[Referring expression pointing data]
►

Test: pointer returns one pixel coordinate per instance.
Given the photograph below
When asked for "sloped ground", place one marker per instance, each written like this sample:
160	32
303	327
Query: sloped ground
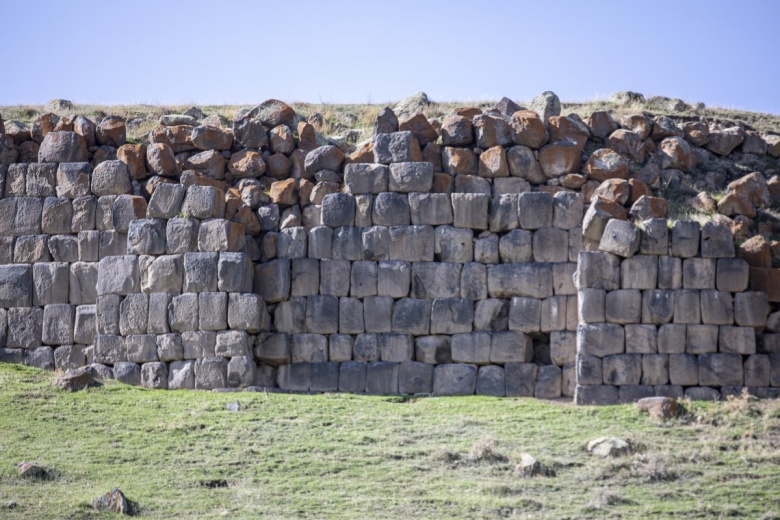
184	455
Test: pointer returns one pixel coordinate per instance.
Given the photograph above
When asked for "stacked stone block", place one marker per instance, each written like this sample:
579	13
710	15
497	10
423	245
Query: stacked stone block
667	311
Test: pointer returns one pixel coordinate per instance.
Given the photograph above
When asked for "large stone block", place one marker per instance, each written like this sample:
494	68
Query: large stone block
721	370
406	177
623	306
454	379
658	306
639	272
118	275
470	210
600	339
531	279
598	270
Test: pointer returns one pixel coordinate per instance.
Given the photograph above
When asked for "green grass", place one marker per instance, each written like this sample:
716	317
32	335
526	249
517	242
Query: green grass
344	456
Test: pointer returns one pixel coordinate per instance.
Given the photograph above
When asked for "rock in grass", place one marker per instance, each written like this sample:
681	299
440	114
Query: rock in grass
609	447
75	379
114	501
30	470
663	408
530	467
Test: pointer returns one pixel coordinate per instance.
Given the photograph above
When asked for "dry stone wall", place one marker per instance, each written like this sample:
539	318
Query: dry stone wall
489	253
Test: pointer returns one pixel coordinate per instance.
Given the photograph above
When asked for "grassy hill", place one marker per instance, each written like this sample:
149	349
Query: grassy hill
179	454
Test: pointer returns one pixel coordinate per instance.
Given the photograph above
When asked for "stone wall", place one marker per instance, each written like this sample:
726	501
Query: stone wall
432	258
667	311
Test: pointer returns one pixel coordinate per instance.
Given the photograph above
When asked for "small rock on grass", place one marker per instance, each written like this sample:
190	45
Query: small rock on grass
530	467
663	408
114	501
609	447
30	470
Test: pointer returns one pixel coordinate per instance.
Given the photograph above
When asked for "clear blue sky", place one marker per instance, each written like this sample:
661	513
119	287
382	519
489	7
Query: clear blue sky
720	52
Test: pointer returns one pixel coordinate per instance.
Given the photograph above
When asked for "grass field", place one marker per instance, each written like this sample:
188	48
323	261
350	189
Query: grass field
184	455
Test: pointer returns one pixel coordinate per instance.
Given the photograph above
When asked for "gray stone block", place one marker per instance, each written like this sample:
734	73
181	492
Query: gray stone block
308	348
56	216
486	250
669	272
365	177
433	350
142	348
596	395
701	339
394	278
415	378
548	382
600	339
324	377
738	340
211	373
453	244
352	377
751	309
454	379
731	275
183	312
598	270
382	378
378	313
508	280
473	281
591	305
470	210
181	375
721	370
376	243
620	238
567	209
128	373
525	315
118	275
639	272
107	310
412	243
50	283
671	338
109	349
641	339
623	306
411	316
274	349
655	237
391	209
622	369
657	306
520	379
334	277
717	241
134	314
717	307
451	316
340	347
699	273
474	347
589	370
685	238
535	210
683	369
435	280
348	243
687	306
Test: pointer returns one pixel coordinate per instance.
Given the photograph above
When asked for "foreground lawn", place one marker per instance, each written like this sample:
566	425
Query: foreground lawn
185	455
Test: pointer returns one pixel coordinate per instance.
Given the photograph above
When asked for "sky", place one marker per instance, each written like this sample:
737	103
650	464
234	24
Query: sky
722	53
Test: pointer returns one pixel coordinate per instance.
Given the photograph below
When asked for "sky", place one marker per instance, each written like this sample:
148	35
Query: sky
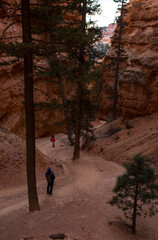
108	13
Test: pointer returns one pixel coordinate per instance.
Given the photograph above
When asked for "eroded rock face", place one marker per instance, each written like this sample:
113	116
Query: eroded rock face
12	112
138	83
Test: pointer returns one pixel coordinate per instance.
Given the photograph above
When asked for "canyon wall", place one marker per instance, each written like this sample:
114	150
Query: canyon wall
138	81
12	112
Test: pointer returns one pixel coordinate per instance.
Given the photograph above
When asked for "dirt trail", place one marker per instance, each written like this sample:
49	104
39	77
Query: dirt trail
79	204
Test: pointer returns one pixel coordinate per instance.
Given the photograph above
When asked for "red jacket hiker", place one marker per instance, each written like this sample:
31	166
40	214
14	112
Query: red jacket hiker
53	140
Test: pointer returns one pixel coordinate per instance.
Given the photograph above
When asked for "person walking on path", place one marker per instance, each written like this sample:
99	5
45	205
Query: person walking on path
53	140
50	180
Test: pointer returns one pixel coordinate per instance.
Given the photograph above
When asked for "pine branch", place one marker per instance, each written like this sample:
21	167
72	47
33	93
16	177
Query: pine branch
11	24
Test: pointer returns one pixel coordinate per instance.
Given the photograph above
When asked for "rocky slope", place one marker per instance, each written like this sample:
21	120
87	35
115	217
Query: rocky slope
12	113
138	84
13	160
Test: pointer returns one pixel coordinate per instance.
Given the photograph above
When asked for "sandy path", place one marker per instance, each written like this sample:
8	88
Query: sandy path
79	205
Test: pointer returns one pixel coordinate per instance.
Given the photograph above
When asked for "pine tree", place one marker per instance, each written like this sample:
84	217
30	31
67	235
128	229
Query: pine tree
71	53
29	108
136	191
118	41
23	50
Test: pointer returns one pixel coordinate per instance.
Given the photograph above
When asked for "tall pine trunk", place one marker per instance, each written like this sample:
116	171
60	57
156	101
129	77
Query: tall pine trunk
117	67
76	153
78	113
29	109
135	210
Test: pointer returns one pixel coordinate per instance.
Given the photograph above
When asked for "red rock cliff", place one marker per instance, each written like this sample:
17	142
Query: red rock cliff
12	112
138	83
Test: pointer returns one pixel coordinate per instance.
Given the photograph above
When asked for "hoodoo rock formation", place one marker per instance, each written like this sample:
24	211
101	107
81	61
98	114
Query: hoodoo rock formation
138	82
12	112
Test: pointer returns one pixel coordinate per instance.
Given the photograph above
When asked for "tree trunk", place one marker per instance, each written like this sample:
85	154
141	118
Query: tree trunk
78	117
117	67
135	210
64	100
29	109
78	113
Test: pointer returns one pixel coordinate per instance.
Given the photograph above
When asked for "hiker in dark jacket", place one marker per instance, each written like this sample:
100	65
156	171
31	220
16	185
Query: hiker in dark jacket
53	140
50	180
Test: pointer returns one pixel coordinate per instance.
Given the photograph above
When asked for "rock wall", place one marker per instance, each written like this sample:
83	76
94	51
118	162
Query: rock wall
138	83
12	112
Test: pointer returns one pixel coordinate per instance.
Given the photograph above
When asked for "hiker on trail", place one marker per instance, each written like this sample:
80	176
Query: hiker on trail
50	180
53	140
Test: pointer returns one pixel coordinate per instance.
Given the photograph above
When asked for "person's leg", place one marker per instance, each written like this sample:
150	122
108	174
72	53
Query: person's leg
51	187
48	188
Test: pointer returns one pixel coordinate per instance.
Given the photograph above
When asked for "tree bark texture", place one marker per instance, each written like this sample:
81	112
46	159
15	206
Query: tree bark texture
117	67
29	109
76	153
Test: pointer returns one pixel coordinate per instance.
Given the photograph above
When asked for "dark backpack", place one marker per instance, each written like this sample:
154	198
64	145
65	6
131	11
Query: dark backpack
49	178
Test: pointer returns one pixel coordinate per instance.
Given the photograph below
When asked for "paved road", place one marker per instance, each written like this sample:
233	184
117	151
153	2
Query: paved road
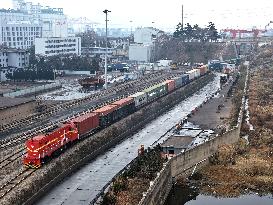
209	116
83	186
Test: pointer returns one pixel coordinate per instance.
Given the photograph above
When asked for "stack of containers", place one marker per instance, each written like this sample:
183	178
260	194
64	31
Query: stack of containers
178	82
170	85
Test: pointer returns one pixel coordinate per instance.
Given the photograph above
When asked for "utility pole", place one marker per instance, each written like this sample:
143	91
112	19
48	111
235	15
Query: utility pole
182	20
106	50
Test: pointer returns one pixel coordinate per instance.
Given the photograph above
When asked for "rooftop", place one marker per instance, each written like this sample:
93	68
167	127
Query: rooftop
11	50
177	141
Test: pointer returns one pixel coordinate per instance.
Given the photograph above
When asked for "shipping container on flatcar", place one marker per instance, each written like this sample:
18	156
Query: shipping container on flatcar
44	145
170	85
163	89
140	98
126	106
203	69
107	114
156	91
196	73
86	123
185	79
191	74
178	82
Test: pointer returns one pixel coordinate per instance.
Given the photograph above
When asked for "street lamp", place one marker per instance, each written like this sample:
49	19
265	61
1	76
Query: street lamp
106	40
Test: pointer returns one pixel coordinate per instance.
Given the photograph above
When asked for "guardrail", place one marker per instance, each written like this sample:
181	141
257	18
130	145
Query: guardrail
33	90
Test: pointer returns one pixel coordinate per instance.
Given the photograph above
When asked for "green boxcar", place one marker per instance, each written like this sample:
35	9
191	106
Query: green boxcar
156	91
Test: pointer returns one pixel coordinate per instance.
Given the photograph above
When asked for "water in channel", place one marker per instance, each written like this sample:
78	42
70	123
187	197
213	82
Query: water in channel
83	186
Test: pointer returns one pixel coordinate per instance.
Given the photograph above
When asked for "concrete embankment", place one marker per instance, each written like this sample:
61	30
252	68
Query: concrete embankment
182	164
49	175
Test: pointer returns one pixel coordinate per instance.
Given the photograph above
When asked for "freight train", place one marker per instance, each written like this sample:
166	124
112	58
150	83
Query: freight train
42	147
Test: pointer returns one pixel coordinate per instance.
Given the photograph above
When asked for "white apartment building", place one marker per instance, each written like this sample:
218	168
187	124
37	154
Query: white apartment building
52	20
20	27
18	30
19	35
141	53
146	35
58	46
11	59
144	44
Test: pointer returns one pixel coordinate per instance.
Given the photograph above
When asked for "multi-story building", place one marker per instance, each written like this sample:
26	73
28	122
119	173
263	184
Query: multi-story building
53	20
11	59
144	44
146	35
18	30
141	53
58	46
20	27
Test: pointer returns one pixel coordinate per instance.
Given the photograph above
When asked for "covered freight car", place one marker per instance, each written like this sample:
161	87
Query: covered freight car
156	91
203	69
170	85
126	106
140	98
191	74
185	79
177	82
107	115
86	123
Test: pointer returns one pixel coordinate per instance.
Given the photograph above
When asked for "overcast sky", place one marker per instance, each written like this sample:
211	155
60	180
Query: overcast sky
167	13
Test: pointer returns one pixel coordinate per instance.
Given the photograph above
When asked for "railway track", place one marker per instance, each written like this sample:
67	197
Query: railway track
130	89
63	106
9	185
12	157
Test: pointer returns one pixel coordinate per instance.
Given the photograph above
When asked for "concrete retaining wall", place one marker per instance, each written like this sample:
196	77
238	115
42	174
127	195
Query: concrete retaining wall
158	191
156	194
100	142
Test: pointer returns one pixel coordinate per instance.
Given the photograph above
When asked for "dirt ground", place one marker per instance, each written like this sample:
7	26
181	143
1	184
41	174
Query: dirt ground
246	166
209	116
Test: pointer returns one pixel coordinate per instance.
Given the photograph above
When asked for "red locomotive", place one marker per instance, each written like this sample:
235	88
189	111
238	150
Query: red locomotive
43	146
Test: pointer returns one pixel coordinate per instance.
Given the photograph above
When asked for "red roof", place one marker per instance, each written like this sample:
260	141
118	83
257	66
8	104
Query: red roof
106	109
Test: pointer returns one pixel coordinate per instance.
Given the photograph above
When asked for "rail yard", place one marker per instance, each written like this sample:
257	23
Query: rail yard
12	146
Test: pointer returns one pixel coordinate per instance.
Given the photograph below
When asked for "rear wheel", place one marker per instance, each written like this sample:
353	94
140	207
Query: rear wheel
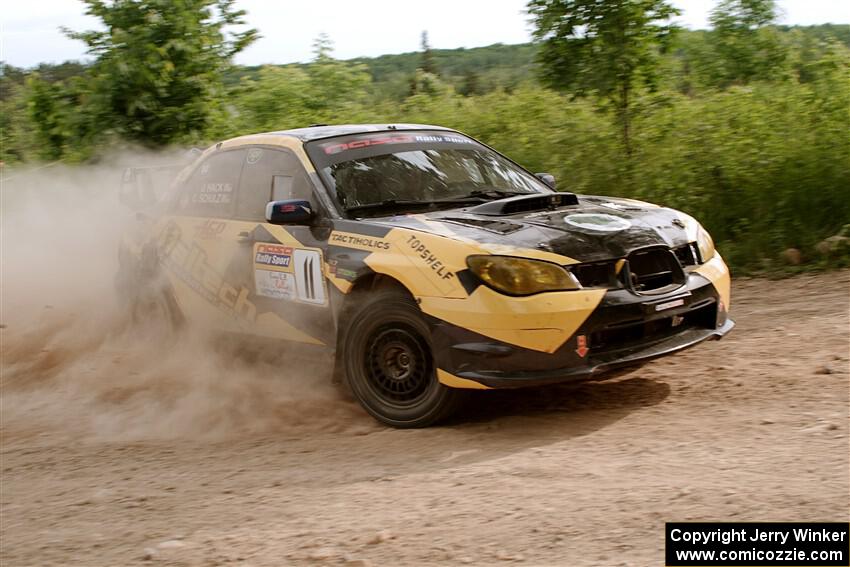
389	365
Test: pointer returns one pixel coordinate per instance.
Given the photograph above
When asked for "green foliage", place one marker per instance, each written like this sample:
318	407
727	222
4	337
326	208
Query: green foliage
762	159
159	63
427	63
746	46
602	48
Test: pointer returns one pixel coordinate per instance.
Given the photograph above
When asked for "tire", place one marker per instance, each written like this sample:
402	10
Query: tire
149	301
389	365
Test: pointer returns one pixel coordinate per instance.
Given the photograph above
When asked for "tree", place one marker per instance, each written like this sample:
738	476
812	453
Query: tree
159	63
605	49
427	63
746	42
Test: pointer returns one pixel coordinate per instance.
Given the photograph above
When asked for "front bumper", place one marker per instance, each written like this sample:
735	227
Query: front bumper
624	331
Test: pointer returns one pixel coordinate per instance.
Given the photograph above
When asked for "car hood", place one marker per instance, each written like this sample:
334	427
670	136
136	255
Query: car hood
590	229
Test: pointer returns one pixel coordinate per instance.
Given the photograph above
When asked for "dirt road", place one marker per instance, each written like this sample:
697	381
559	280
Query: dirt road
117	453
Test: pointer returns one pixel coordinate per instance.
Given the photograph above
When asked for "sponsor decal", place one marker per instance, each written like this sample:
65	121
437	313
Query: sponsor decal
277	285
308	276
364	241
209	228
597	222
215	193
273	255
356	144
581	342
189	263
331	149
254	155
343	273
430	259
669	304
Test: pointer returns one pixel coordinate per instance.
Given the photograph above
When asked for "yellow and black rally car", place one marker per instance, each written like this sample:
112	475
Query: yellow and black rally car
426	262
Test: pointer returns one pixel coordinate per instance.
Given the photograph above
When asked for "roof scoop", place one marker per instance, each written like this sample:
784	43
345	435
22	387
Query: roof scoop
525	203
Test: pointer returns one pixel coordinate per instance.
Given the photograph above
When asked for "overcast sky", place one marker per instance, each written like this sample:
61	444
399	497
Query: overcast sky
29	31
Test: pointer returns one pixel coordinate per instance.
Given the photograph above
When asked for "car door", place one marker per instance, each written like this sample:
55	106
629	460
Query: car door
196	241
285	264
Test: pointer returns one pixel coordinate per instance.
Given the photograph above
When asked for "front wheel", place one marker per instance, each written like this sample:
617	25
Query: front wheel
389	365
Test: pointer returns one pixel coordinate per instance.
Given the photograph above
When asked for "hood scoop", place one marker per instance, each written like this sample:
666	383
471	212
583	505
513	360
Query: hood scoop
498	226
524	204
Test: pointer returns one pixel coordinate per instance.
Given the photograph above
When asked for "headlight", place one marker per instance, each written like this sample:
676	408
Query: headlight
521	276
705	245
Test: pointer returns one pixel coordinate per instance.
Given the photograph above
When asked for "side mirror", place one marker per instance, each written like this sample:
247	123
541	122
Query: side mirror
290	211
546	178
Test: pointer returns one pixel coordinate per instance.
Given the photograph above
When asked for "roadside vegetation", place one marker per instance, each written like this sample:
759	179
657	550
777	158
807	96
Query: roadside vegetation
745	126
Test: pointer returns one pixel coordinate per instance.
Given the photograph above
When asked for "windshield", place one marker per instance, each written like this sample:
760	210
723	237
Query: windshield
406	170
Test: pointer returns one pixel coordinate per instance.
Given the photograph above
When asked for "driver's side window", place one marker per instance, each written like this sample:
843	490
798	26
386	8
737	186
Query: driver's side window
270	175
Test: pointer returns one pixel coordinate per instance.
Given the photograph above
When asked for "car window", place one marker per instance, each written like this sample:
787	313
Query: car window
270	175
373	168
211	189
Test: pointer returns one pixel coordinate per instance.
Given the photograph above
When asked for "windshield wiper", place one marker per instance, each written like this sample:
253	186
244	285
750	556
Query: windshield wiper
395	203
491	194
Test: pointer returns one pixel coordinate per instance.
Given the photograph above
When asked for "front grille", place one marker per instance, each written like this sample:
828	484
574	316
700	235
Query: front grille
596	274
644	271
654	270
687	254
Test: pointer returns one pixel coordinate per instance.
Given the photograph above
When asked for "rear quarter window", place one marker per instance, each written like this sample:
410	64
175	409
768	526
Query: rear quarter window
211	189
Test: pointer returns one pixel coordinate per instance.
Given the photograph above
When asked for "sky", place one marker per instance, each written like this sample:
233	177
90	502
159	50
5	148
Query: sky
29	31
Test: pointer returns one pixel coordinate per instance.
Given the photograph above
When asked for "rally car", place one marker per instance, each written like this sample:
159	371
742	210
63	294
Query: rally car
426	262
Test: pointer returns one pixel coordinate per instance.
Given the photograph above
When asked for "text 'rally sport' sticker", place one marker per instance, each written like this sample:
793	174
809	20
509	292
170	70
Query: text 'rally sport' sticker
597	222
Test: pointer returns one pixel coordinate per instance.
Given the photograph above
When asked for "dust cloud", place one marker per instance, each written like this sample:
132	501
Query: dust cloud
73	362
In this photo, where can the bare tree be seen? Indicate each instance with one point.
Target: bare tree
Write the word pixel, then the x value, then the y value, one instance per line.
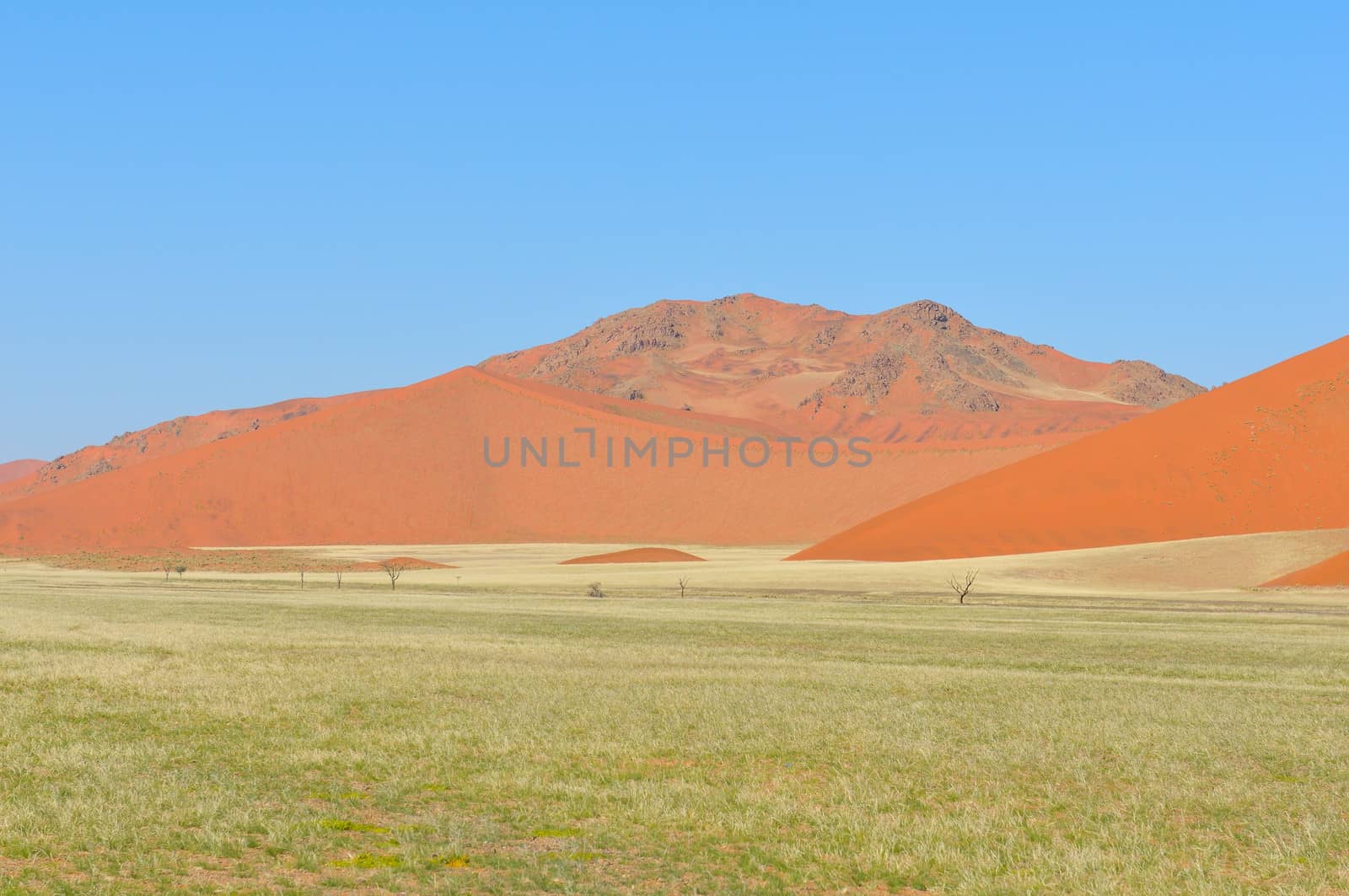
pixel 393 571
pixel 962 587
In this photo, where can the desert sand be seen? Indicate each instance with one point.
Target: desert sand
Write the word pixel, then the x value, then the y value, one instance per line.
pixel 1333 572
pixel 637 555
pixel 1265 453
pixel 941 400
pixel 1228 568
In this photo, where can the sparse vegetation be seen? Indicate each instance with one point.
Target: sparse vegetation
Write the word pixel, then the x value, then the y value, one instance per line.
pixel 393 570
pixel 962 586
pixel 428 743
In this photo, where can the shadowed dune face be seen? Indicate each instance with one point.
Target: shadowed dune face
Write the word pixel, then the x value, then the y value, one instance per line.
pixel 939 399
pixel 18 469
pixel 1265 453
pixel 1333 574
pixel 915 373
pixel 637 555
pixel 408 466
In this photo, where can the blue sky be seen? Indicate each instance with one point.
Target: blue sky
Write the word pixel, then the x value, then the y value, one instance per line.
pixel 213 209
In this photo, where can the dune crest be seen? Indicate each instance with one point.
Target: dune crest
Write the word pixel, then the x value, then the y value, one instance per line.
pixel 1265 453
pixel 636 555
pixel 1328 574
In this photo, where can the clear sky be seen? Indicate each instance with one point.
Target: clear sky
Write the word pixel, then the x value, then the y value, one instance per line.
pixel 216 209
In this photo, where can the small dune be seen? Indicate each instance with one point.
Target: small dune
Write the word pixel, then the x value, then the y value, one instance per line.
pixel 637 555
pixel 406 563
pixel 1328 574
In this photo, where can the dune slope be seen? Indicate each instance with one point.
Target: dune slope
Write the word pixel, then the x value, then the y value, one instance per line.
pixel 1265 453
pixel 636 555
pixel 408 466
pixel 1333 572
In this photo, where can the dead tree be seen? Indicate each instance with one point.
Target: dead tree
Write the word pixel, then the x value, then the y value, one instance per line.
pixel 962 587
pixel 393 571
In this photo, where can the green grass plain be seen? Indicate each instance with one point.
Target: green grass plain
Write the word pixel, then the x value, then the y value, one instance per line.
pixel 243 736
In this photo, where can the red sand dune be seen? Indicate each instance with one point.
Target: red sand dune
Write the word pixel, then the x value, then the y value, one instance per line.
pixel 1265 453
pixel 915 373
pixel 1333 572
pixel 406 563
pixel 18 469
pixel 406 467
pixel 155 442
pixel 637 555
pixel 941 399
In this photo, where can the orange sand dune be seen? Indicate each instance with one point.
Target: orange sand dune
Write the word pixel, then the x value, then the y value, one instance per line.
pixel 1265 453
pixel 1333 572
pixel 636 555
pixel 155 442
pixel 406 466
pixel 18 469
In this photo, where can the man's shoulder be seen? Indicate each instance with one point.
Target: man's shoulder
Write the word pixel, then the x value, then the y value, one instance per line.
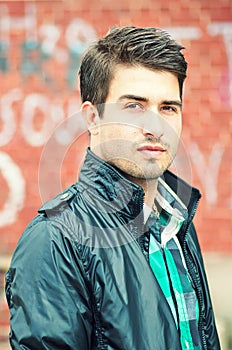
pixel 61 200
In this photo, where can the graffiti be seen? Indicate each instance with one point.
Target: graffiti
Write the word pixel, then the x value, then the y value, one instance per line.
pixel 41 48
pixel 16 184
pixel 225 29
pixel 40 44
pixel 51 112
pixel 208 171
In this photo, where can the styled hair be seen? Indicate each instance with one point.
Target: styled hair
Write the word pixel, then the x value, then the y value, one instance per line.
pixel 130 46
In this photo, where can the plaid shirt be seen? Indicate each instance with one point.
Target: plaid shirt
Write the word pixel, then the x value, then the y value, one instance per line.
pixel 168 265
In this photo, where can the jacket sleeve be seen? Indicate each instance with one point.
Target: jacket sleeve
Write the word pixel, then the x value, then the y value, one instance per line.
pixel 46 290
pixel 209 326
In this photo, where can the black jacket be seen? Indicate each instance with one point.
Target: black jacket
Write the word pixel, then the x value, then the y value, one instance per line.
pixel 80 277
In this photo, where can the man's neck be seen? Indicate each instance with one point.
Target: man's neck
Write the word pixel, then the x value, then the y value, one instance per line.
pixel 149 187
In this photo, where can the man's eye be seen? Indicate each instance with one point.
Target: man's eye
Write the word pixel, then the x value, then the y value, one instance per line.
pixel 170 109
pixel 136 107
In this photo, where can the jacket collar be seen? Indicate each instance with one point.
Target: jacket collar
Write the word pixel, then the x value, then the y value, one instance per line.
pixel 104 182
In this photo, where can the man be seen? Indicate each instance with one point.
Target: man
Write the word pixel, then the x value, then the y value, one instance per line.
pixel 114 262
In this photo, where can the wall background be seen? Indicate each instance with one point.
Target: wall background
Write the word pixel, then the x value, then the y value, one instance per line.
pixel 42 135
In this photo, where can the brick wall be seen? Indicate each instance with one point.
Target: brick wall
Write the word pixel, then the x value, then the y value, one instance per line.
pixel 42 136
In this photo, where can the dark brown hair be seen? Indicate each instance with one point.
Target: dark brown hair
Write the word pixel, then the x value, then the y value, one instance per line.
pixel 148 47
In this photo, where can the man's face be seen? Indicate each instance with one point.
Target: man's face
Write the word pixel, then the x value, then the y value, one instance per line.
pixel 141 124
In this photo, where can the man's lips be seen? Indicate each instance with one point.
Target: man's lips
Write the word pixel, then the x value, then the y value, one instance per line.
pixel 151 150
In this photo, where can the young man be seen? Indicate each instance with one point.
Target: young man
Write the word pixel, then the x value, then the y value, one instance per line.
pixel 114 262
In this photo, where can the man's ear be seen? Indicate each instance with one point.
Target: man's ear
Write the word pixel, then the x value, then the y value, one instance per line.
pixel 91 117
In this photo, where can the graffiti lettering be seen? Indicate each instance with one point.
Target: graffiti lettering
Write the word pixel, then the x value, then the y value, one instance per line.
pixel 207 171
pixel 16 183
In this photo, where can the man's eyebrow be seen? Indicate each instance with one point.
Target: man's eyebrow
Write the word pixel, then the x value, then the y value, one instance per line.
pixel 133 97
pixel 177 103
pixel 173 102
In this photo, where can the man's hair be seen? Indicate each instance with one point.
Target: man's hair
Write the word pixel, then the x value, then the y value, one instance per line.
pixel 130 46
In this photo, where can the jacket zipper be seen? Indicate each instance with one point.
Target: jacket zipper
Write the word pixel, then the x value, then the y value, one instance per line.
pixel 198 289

◄

[What is expected]
If a line in the entries holds the string "plain", copy it.

[Answer section]
In this photo, where can the green grass plain be seen? Indicate each instance with one point.
Target: green grass plain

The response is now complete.